BEGIN Page text

Closed mattgarrish closed 3 years ago
Why not simply stick with polyglot? Sigil actually uses a slightly modified version of google's gumbo html parser to do automatic html repair of both xhtml and html, injecting closing tags for non-void elements as needed and intentionally serializes things to polyglot (ie. only acknowledged void tags are self-closed, etc). In this fashion only pure xml that adds a separate closing tag on a void element needs to be fixed before passing it an html5 compliant parser like gumbo. The resulting xhtml/html5 will parse directly with any browser interface that follows the official html5 parsing rules, while at the same time is completely valid xhtml. Using our slightly modified gumbo based parser (light weight, few dependicies, fast, C code) we can happily accept and fix epub author mistakes on the fly and allow either downstream xml or html based tools. We would be happy to make our changes to google's gumbo available under any license needed as I am the author of all of those changes.
This seems like the only sane solution for epub3 support in Sigil. BTW, as a bonus, this approach allows standard javascript tools (jquery, etc) to work as expected since the same dom tree will be generated from the html5 or xhtml polyglot serialized document. Dialect specific serialization just makes no sense when you have html4, html5, xml 1, xhtml 1.1, xhtml5, and even old mobi html 3.2 dialects running around in the ebook world. Simply throw a fast html5 compliant parser like gumbo at it and polyglot serialize the result. You get an xhtml version that works in any browser as html5.
Hi! I maintain the Standard Ebooks project, which produces ebooks using Epub 3.0.1 as the base format, with an emphasis on using as many of the rich opportunities for semantics and metadata that 3.0.1 provides.
Switching to HTML5 syntax over XHTML is a great step forward. XHTML is a horror to work with and dropping it for a more flexible and friendly flavor of markup can't come soon enough.
I am concerned, however, about the loss of epub:type. If we're switching to using the role attribute, then the vocabulary afforded by the W3C spec is already much thinner than the Epub semantic inflection vocabulary. As new ebooks are produced we'll be losing opportunities to add significant semantic information, like which parts of the work are front, body, or backmatter, while retaining redundant semantics, like "title" (which can already be implied by an <h#>
tag--isn't <h2 role="title">
a bit redundant?).

END Page text
BEGIN Provided records

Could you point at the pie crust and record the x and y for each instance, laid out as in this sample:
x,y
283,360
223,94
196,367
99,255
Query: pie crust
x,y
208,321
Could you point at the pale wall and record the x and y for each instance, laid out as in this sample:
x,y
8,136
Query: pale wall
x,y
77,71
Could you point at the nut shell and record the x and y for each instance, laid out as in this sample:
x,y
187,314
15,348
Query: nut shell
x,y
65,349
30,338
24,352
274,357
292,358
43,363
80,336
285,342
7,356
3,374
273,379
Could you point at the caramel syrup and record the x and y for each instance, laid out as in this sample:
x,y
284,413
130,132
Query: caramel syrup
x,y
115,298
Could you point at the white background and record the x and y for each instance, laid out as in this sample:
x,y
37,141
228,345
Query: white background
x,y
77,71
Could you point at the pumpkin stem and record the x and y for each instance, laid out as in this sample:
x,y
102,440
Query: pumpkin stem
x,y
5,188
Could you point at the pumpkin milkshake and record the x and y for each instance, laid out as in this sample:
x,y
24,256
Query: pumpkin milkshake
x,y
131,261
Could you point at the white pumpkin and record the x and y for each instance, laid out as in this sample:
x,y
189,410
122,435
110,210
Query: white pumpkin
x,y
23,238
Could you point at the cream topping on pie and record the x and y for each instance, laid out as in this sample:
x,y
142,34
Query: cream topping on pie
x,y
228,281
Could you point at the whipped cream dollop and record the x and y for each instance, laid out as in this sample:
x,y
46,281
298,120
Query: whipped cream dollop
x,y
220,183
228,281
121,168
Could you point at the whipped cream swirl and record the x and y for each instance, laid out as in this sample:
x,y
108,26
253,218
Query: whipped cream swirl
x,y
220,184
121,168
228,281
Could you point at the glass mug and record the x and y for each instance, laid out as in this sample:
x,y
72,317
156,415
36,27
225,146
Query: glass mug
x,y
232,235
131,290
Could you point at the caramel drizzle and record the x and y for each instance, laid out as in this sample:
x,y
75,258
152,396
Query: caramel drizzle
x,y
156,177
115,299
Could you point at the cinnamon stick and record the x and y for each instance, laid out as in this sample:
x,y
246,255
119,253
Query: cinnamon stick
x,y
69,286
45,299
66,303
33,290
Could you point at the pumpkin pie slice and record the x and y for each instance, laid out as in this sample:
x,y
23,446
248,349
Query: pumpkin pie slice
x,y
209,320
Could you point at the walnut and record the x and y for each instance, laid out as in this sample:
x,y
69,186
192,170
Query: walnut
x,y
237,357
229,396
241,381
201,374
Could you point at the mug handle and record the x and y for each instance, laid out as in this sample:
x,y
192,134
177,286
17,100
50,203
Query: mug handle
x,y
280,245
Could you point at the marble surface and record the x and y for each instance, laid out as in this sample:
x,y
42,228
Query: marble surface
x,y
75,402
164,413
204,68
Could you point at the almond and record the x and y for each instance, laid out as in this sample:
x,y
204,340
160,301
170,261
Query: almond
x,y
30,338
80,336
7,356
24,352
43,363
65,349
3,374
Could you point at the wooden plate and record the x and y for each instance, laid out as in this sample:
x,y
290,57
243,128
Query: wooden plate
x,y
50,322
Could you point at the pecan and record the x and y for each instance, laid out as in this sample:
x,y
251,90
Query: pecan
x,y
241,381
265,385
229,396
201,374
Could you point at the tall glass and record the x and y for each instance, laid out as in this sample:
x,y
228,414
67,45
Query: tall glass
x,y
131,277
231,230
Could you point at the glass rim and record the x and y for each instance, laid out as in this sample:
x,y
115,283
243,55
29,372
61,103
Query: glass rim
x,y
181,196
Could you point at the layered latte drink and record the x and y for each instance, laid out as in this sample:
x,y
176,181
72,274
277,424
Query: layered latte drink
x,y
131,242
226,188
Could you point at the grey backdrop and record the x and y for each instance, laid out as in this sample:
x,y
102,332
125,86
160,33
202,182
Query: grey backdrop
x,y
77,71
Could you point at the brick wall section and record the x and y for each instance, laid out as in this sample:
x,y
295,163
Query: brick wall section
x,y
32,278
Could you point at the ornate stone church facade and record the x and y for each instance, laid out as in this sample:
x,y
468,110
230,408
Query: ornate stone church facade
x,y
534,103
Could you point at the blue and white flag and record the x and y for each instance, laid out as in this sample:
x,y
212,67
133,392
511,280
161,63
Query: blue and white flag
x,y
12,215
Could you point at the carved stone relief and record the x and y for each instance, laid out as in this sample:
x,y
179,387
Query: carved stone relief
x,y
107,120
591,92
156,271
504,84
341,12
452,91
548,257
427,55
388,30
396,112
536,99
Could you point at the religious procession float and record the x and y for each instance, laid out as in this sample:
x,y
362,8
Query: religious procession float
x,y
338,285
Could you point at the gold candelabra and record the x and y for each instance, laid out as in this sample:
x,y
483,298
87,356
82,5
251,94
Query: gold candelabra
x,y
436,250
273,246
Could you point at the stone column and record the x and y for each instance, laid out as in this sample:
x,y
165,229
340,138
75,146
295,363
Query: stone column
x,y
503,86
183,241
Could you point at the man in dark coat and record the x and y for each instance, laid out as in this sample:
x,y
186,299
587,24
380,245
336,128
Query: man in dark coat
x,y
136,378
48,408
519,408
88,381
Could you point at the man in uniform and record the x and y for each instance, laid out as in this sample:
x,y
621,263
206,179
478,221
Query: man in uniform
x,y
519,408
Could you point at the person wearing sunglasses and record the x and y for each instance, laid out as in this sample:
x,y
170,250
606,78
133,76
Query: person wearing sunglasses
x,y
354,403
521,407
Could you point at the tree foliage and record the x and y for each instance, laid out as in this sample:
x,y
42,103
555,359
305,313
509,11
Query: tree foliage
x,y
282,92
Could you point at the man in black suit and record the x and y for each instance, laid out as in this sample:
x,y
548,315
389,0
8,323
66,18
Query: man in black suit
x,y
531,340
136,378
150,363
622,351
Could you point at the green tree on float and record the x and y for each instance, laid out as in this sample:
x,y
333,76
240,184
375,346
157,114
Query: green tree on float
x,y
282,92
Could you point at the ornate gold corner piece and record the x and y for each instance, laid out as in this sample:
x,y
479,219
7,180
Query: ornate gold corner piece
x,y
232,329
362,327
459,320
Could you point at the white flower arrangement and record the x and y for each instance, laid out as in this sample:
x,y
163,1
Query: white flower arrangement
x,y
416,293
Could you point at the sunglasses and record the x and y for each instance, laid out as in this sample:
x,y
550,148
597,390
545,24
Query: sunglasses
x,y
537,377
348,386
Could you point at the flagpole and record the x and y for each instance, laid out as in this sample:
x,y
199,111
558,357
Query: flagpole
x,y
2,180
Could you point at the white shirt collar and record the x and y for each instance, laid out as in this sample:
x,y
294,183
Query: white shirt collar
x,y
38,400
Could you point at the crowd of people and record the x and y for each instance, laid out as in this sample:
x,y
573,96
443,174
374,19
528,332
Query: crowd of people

END Provided records

*Short exercise:* Write out the full forum thread on polyglot markup and epub:type from the text above, word for word.

*Answer to the exercise:*
Closed mattgarrish closed 3 years ago
Why not simply stick with polyglot? Sigil actually uses a slightly modified version of google's gumbo html parser to do automatic html repair of both xhtml and html, injecting closing tags for non-void elements as needed and intentionally serializes things to polyglot (ie. only acknowledged void tags are self-closed, etc). In this fashion only pure xml that adds a separate closing tag on a void element needs to be fixed before passing it an html5 compliant parser like gumbo. The resulting xhtml/html5 will parse directly with any browser interface that follows the official html5 parsing rules, while at the same time is completely valid xhtml. Using our slightly modified gumbo based parser (light weight, few dependicies, fast, C code) we can happily accept and fix epub author mistakes on the fly and allow either downstream xml or html based tools. We would be happy to make our changes to google's gumbo available under any license needed as I am the author of all of those changes.
This seems like the only sane solution for epub3 support in Sigil. BTW, as a bonus, this approach allows standard javascript tools (jquery, etc) to work as expected since the same dom tree will be generated from the html5 or xhtml polyglot serialized document. Dialect specific serialization just makes no sense when you have html4, html5, xml 1, xhtml 1.1, xhtml5, and even old mobi html 3.2 dialects running around in the ebook world. Simply throw a fast html5 compliant parser like gumbo at it and polyglot serialize the result. You get an xhtml version that works in any browser as html5.
Hi! I maintain the Standard Ebooks project, which produces ebooks using Epub 3.0.1 as the base format, with an emphasis on using as many of the rich opportunities for semantics and metadata that 3.0.1 provides.
Switching to HTML5 syntax over XHTML is a great step forward. XHTML is a horror to work with and dropping it for a more flexible and friendly flavor of markup can't come soon enough.
I am concerned, however, about the loss of epub:type. If we're switching to using the role attribute, then the vocabulary afforded by the W3C spec is already much thinner than the Epub semantic inflection vocabulary. As new ebooks are produced we'll be losing opportunities to add significant semantic information, like which parts of the work are front, body, or backmatter, while retaining redundant semantics, like "title" (which can already be implied by an <h#>
tag--isn't <h2 role="title">
a bit redundant?).